• **PROBLEM DETAILS**: Verbatim transcription with images omitted: return the entries below in full.

• **WORKING DATA**:
****************
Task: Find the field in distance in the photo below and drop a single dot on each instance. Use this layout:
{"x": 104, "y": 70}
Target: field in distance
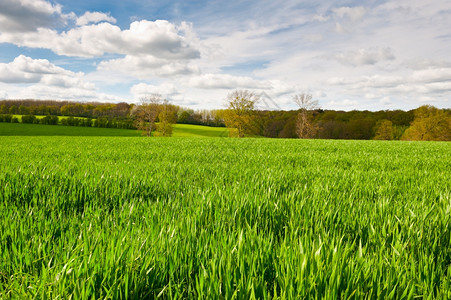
{"x": 180, "y": 130}
{"x": 213, "y": 218}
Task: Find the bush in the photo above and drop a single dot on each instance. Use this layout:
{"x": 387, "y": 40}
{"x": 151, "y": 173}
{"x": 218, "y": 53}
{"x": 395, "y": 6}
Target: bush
{"x": 49, "y": 120}
{"x": 30, "y": 119}
{"x": 6, "y": 118}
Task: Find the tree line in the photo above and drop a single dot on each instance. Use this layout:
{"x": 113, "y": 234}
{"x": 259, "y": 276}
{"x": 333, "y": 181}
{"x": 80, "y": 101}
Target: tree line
{"x": 156, "y": 115}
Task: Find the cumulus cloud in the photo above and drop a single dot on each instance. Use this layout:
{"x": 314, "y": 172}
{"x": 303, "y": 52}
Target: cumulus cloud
{"x": 143, "y": 89}
{"x": 160, "y": 38}
{"x": 94, "y": 17}
{"x": 3, "y": 95}
{"x": 25, "y": 70}
{"x": 351, "y": 13}
{"x": 346, "y": 103}
{"x": 363, "y": 56}
{"x": 148, "y": 66}
{"x": 29, "y": 15}
{"x": 226, "y": 81}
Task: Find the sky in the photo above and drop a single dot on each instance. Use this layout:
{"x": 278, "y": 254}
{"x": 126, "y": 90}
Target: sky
{"x": 363, "y": 55}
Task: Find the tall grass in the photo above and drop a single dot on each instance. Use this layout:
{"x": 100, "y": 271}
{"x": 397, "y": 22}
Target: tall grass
{"x": 137, "y": 218}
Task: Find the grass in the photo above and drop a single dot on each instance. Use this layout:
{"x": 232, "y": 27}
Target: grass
{"x": 211, "y": 218}
{"x": 180, "y": 130}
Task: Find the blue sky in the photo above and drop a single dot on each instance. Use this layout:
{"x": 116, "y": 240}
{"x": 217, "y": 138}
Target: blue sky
{"x": 348, "y": 54}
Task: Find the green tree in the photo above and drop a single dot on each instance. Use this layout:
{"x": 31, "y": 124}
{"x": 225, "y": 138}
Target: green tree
{"x": 240, "y": 111}
{"x": 167, "y": 118}
{"x": 305, "y": 128}
{"x": 429, "y": 124}
{"x": 147, "y": 113}
{"x": 384, "y": 130}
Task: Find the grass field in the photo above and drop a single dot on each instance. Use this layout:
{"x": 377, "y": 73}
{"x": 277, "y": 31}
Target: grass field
{"x": 211, "y": 218}
{"x": 180, "y": 130}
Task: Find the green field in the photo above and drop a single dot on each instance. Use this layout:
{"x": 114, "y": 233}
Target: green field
{"x": 180, "y": 130}
{"x": 212, "y": 218}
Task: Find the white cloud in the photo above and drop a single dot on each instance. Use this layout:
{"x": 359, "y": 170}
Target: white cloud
{"x": 143, "y": 89}
{"x": 94, "y": 17}
{"x": 161, "y": 39}
{"x": 29, "y": 15}
{"x": 346, "y": 103}
{"x": 3, "y": 95}
{"x": 352, "y": 13}
{"x": 148, "y": 66}
{"x": 27, "y": 70}
{"x": 39, "y": 78}
{"x": 226, "y": 81}
{"x": 363, "y": 56}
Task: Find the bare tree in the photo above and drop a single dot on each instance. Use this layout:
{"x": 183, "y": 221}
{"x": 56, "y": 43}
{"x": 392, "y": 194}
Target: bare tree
{"x": 304, "y": 126}
{"x": 147, "y": 112}
{"x": 167, "y": 117}
{"x": 240, "y": 111}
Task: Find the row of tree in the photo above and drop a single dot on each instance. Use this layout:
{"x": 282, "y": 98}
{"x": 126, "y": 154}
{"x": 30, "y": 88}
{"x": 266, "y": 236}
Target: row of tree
{"x": 102, "y": 122}
{"x": 309, "y": 121}
{"x": 108, "y": 110}
{"x": 154, "y": 114}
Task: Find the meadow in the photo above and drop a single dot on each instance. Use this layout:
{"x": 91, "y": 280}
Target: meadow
{"x": 180, "y": 130}
{"x": 215, "y": 218}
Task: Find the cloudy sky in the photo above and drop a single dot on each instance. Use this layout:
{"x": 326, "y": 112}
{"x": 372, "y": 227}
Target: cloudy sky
{"x": 369, "y": 54}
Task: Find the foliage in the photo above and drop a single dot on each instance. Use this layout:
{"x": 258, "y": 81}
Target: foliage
{"x": 430, "y": 124}
{"x": 305, "y": 129}
{"x": 384, "y": 130}
{"x": 136, "y": 218}
{"x": 240, "y": 111}
{"x": 146, "y": 114}
{"x": 167, "y": 117}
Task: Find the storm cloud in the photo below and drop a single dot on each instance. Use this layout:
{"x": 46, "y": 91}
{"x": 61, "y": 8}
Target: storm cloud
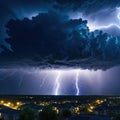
{"x": 54, "y": 40}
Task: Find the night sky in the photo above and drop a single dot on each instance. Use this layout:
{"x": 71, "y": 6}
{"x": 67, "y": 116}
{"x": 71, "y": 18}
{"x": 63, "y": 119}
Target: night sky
{"x": 60, "y": 47}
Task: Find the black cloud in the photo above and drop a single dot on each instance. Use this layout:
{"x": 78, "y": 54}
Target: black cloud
{"x": 53, "y": 40}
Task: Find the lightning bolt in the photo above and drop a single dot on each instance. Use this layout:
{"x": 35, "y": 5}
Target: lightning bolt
{"x": 43, "y": 81}
{"x": 57, "y": 82}
{"x": 76, "y": 83}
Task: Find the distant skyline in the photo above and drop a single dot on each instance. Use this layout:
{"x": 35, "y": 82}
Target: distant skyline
{"x": 58, "y": 47}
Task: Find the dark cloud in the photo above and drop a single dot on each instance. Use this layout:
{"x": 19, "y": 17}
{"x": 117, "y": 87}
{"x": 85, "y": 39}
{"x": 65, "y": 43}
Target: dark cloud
{"x": 53, "y": 40}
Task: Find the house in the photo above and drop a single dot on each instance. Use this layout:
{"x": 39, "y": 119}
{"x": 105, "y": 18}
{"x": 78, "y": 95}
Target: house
{"x": 7, "y": 113}
{"x": 89, "y": 117}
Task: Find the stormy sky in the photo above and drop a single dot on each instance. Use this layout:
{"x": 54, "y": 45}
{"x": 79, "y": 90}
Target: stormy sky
{"x": 59, "y": 34}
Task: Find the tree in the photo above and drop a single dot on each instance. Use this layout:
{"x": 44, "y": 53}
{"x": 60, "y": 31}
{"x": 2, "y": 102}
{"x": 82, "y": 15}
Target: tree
{"x": 66, "y": 113}
{"x": 48, "y": 113}
{"x": 27, "y": 114}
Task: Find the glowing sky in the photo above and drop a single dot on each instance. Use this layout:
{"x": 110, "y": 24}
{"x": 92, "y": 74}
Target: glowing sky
{"x": 59, "y": 81}
{"x": 62, "y": 47}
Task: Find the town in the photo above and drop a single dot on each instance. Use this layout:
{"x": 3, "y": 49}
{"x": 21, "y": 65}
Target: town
{"x": 64, "y": 107}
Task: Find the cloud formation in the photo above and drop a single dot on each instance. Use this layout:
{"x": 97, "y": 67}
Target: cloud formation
{"x": 53, "y": 40}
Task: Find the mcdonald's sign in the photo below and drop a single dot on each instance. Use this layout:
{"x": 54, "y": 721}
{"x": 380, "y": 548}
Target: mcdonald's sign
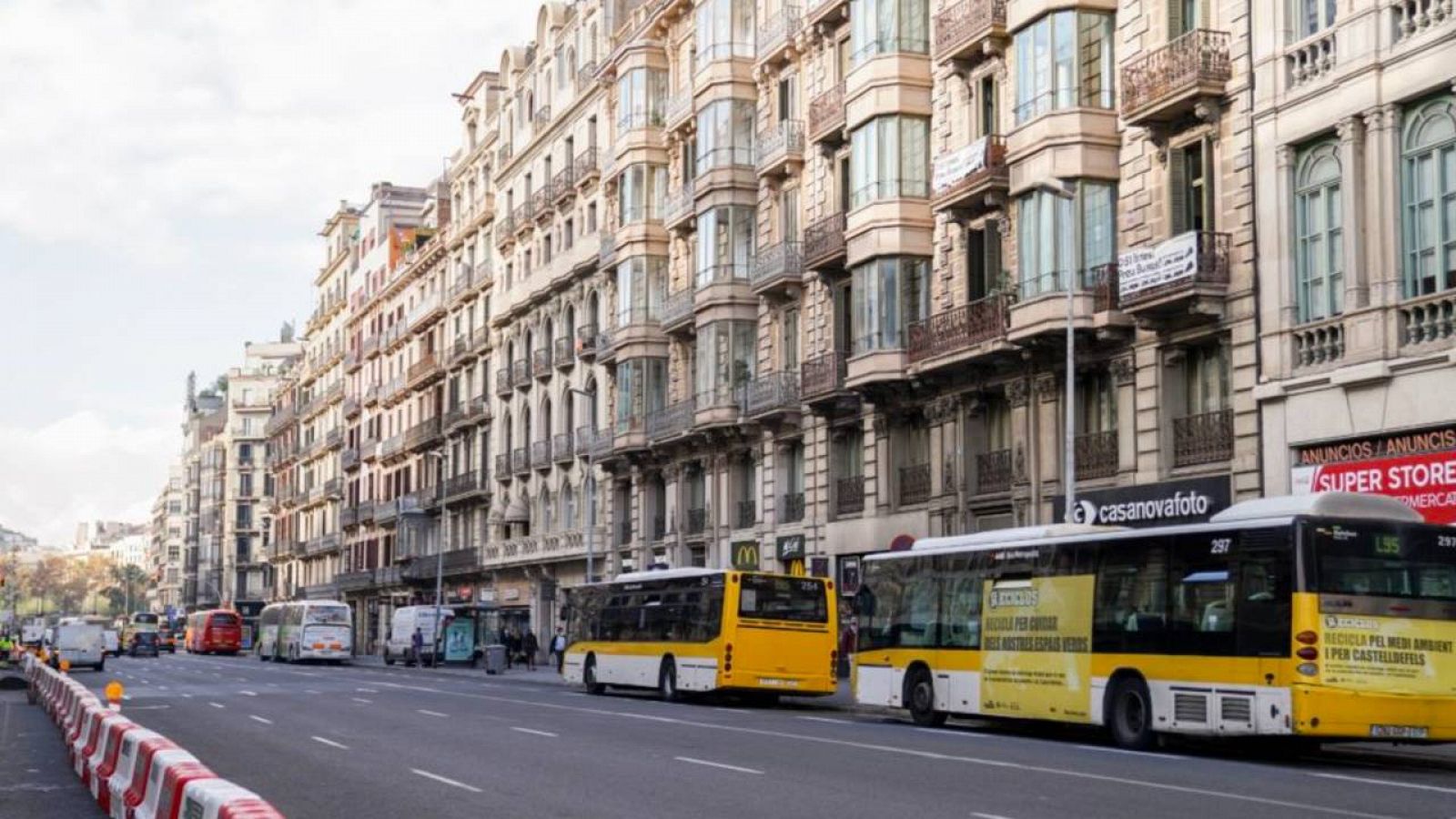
{"x": 746, "y": 555}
****************
• **RESULT BELOW**:
Task: Find the field in distance in the photo below and drop a single dot on each instance. Use this layout:
{"x": 104, "y": 70}
Target: field in distance
{"x": 180, "y": 130}
{"x": 213, "y": 218}
Task: Find the bush in the photo above and drop a single dot on each instance. Use this layout:
{"x": 387, "y": 40}
{"x": 151, "y": 173}
{"x": 218, "y": 53}
{"x": 395, "y": 6}
Target: bush
{"x": 49, "y": 120}
{"x": 30, "y": 119}
{"x": 6, "y": 118}
Task: Find the tree line in the photo above and drop a single dot on each instance. Use this layout:
{"x": 113, "y": 234}
{"x": 259, "y": 276}
{"x": 333, "y": 181}
{"x": 80, "y": 101}
Target: tree line
{"x": 156, "y": 115}
Task: Find the cumulus cloud in the photo above and drop a single dot on each instance. Use this layout:
{"x": 314, "y": 172}
{"x": 303, "y": 52}
Target: cumulus cloud
{"x": 143, "y": 89}
{"x": 160, "y": 38}
{"x": 94, "y": 17}
{"x": 3, "y": 95}
{"x": 25, "y": 70}
{"x": 351, "y": 13}
{"x": 346, "y": 103}
{"x": 363, "y": 56}
{"x": 148, "y": 66}
{"x": 29, "y": 15}
{"x": 226, "y": 81}
Task: Find the sky in the photo above and drop a single dot on each instance. Use this layout:
{"x": 278, "y": 254}
{"x": 126, "y": 90}
Target: sky
{"x": 363, "y": 55}
Task: Find the tall grass in the photo above and drop a single dot on each instance. Use this layout:
{"x": 100, "y": 271}
{"x": 397, "y": 22}
Target: tall grass
{"x": 137, "y": 218}
Task: Find the grass in the photo above and drop a single dot on each instance. Use this layout:
{"x": 232, "y": 27}
Target: grass
{"x": 211, "y": 218}
{"x": 180, "y": 130}
Task: Find the blue sky in the photo above and drop a single dot on each instance. Use this layout:
{"x": 116, "y": 240}
{"x": 217, "y": 138}
Target: blue sky
{"x": 348, "y": 54}
Task: Find the green tree in the photo above and drop a single dot on each instance. Use this layout:
{"x": 31, "y": 124}
{"x": 225, "y": 138}
Target: green tree
{"x": 240, "y": 111}
{"x": 167, "y": 118}
{"x": 305, "y": 128}
{"x": 429, "y": 124}
{"x": 147, "y": 113}
{"x": 384, "y": 130}
Task: Find the grass field in the photo above and drop a single dot on each instance. Use this layout:
{"x": 377, "y": 73}
{"x": 277, "y": 31}
Target: grass field
{"x": 211, "y": 218}
{"x": 180, "y": 130}
Task: Find the green field in the photo above and drop a single dot on each instance. Use this layout:
{"x": 114, "y": 233}
Target: green field
{"x": 180, "y": 130}
{"x": 212, "y": 218}
Task: Find the white cloud in the photo above and drop a single dot on each instance. Use this layout:
{"x": 359, "y": 170}
Target: white cloud
{"x": 143, "y": 89}
{"x": 94, "y": 17}
{"x": 161, "y": 39}
{"x": 29, "y": 15}
{"x": 346, "y": 103}
{"x": 3, "y": 95}
{"x": 352, "y": 13}
{"x": 148, "y": 66}
{"x": 27, "y": 70}
{"x": 39, "y": 78}
{"x": 226, "y": 81}
{"x": 363, "y": 56}
Task: Find the bare tree in the photo above and drop a single dot on each instance. Use this layout:
{"x": 183, "y": 221}
{"x": 56, "y": 43}
{"x": 392, "y": 194}
Target: bare tree
{"x": 304, "y": 126}
{"x": 147, "y": 112}
{"x": 167, "y": 117}
{"x": 240, "y": 111}
Task: Find the row of tree in the photo above and drop a single dot on each instance. Use this layout:
{"x": 282, "y": 98}
{"x": 126, "y": 154}
{"x": 30, "y": 88}
{"x": 266, "y": 236}
Target: row of tree
{"x": 102, "y": 122}
{"x": 309, "y": 121}
{"x": 108, "y": 110}
{"x": 154, "y": 114}
Task: Find the meadow in the photo above and drop a single dot on each instance. Use this layout:
{"x": 91, "y": 280}
Target: meadow
{"x": 180, "y": 130}
{"x": 215, "y": 218}
Task: Find the cloudy sky in the photo above and drop a single dot on each instance. Use this layout:
{"x": 326, "y": 112}
{"x": 372, "y": 227}
Target: cloudy sky
{"x": 369, "y": 54}
Task: Find the foliage in the photo above and drop a single dot on each instance. Use this layout:
{"x": 258, "y": 81}
Target: foliage
{"x": 430, "y": 124}
{"x": 305, "y": 129}
{"x": 384, "y": 130}
{"x": 136, "y": 218}
{"x": 240, "y": 111}
{"x": 146, "y": 114}
{"x": 167, "y": 117}
Task: Find the storm cloud in the photo below and drop a single dot on each instance. Use this layout:
{"x": 46, "y": 91}
{"x": 61, "y": 8}
Target: storm cloud
{"x": 54, "y": 40}
Task: Find the night sky in the photo above and drop a single dot on each instance. Use this layout:
{"x": 71, "y": 6}
{"x": 67, "y": 116}
{"x": 71, "y": 18}
{"x": 63, "y": 119}
Target: night sky
{"x": 60, "y": 47}
Task: Find the black cloud in the photo above and drop a single dot on each instance. Use this layout:
{"x": 78, "y": 54}
Target: black cloud
{"x": 53, "y": 40}
Task: Find the lightning bolt in the photo above and drop a single dot on each instance. Use this layout:
{"x": 35, "y": 5}
Target: lightning bolt
{"x": 43, "y": 81}
{"x": 57, "y": 82}
{"x": 76, "y": 83}
Task: Find the distant skyline in the photo above and drop a single dot on each instance. Use this layout:
{"x": 35, "y": 82}
Target: distant skyline
{"x": 58, "y": 47}
Task: Find the dark cloud in the photo above and drop a single dot on each instance. Use this layout:
{"x": 19, "y": 17}
{"x": 117, "y": 87}
{"x": 85, "y": 39}
{"x": 65, "y": 43}
Target: dark cloud
{"x": 53, "y": 40}
Task: Find the house in the photo above and drop a single dot on each instance. Use this layout:
{"x": 39, "y": 119}
{"x": 105, "y": 18}
{"x": 78, "y": 95}
Target: house
{"x": 7, "y": 113}
{"x": 89, "y": 117}
Task: Find the stormy sky in the photo above and drop a single dot on each instance. Use this layout:
{"x": 54, "y": 45}
{"x": 79, "y": 90}
Target: stormy sky
{"x": 59, "y": 34}
Task: Find the tree in the photo above and drop a single dot on each instance. Use this layout:
{"x": 44, "y": 53}
{"x": 60, "y": 31}
{"x": 2, "y": 102}
{"x": 82, "y": 15}
Target: tree
{"x": 66, "y": 113}
{"x": 48, "y": 113}
{"x": 27, "y": 114}
Task: Find the glowing sky in the photo above and drop a single dot on each instance. Use this layout:
{"x": 110, "y": 24}
{"x": 92, "y": 74}
Target: glowing sky
{"x": 59, "y": 81}
{"x": 62, "y": 47}
Task: Find the town in the photo above and drop a single dot on each instance. Use this layout:
{"x": 3, "y": 49}
{"x": 21, "y": 65}
Target: town
{"x": 64, "y": 107}
Task: Find the cloud formation in the photo above and drop a single dot on each instance. Use this layout:
{"x": 97, "y": 67}
Target: cloud formation
{"x": 53, "y": 40}
Task: Find the mcdonald's sign in the photo below and drop a single dot on each instance. Use this layout:
{"x": 54, "y": 721}
{"x": 380, "y": 548}
Target: mcdonald's sign
{"x": 746, "y": 555}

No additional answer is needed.